- Exercise prompt -
Could you print the full listing below, keeping each line identical?

- Material provided -
○ ○ ○ ○ ○
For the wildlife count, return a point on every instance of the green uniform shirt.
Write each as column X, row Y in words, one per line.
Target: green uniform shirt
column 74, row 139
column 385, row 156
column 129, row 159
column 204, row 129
○ ○ ○ ○ ○
- Answer to this exercise -
For the wildlife count, return a point on every instance of the green uniform shirt.
Write each as column X, row Y in words, one per line.
Target: green uniform shirt
column 74, row 139
column 385, row 156
column 129, row 159
column 204, row 129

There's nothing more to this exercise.